Что нужно сделать:
• a. Ответьте по отрывку о Бродском в Амхерстском колледже:
(i) Какое стихотворение Баратынского читали на занятиях?
(ii) Кем стал Бродский в течение года?
(iii) Во что, по словам Бродского, превратятся студенты У-Масс, если не будут читать?
• b. Подхватите отрывок о Бродском в Амхерстском колледже и напишите продолжение, начиная сразу после его последней фразы.

Выбранный фрагмент:
Джон Коппер. Амхерст колледж: 1974– 1975
Джон Коппер. Амхерст колледж: 1974– 1975
Он знал, кто он; он ведать мог, Какой могучий правит бог Его торжественным глаголом.
Е.Баратынский. “Рифма”
Нет, – сказал он, – неправильно”. На занятиях в Амхерстском колледже мы читали “Рифму” Баратынского, и я неверно определил, к чему относится местоимение. Всего двумя годами раньше профессор Бродский очутился в очарованной стране, где преподаватели таких слов никогда не произносят. Английским он уже овладевал, но все еще попадал не на те страницы нашего культурного словаря. А нас смущало то, что поэзия оказывалась точнее, чем намеренно уклончивый лексикон демократической культуры. В течение года Бродский стал enfant terrible [21]Коннектикутской долины; застывшим от ужаса студентам У-Масс (университет штата Массачусетс) он говорил, что, если не будут читать, они превратятся в коров. Первые уроки, данные Бродским в Америке, были возмездием истории за преступление Чаадаева, осмелившегося сказать, что Россия – это пустая страница. Для начала американские студенты продемонстрировали Бродскому, что это их мозги – постоянная tabula rasa, с которой даже только что написанное исчезает.

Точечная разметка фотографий
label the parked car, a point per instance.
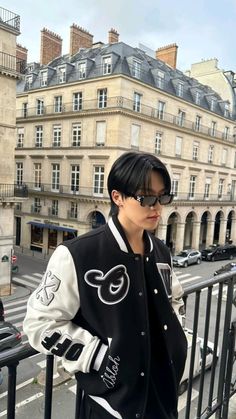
(187, 257)
(227, 251)
(198, 359)
(229, 267)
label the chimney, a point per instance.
(113, 36)
(21, 58)
(51, 46)
(168, 54)
(79, 38)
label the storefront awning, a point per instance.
(52, 227)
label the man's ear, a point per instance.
(117, 197)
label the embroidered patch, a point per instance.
(112, 286)
(46, 290)
(166, 276)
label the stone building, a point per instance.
(11, 65)
(76, 113)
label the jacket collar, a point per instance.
(121, 239)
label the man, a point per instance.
(110, 305)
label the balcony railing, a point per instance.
(121, 103)
(9, 18)
(218, 385)
(11, 191)
(12, 63)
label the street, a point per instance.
(30, 397)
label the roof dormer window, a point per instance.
(61, 74)
(106, 65)
(136, 69)
(43, 78)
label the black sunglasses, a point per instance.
(151, 200)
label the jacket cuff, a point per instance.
(99, 356)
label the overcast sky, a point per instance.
(202, 30)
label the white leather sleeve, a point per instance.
(50, 309)
(177, 300)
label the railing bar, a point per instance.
(11, 397)
(206, 332)
(193, 351)
(225, 342)
(216, 340)
(48, 387)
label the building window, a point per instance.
(220, 188)
(76, 134)
(77, 101)
(181, 118)
(213, 105)
(195, 150)
(158, 142)
(56, 136)
(106, 65)
(55, 177)
(224, 156)
(207, 187)
(39, 107)
(210, 153)
(37, 205)
(135, 134)
(82, 70)
(74, 183)
(136, 69)
(102, 98)
(213, 129)
(160, 79)
(20, 137)
(100, 133)
(61, 74)
(54, 208)
(19, 173)
(43, 78)
(73, 210)
(39, 136)
(175, 184)
(180, 89)
(24, 109)
(197, 98)
(226, 133)
(178, 146)
(137, 102)
(37, 175)
(192, 186)
(57, 104)
(98, 180)
(198, 123)
(160, 109)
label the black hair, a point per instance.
(131, 172)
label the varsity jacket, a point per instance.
(91, 310)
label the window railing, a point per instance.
(11, 191)
(9, 18)
(120, 102)
(217, 385)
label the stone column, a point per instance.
(210, 232)
(161, 232)
(196, 234)
(179, 241)
(223, 224)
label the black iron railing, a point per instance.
(218, 327)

Итоги упражнения:
• a.
(i) «Рифму».
(ii) Enfant terrible Коннектикутской долины.
(iii) В коров.

• b.
В амхерстском курсе поэзии мы все говорили не на своем родном языке. Нас удовлетворял наш слабенький русский, и мы старались пользоваться только им. Профессор Бродский упрямо говорил по-английски. Но по контрасту с нашими неуклюжими русскими предложениями, напичканными “кажется” и “является”, от минималистского английского Бродского захватывало дух:
“Пушкин описывает. Баратынский спрашивает – почему”. После двух лет в Америке он начал именовать свой портфель “мой чертфель” [22]. В курсе, посвященном русской поэзии XIX века, мы читали Кантемира,-Ломоносова и Державина и наконец, под занавес, добрели до Баратынского, В весеннем семестре, посвященном XX веку, мы читали только Анненского и Пастернака. Так что осень мы провели не в том столетии и были разочарованы, что вместо ожидаемых байронических стихов пришлось читать стихи про стекло, северное сияние и водопады. Этот застенчивый русский предлагал нам свою странную национальную эстетику! Наш профессор полагал, что вышеупомянутые сюжеты были простой случайностью по отношению к главному чуду, к которому он как учитель хотел нас приобщить: мощь и блеск поэтического сознания. По соседству была alma mater Сильвии Плат [23](училась в женском колледже Смит. Для ее творчества характерна сосредоточенность на собственном внутреннем мире. Покончила самоубийством), и в надежде отвлечь профессора Бродского от сатир и од и подобраться к романтической и автобиографической поэзии, которую мы ожидали, мы стали спрашивать его о Плат. “В нашей стране считается неприличным писать о самом себе, поэзия и без того исповедальна”, – был ответ. Профессор Бродский явно предпочитал творчество другой местной поэтессы, Эмили Дикинсон [24]. Он уже чувствовал в 1974 году, что аритмия ее стиха поселилась в его сердечной мышце.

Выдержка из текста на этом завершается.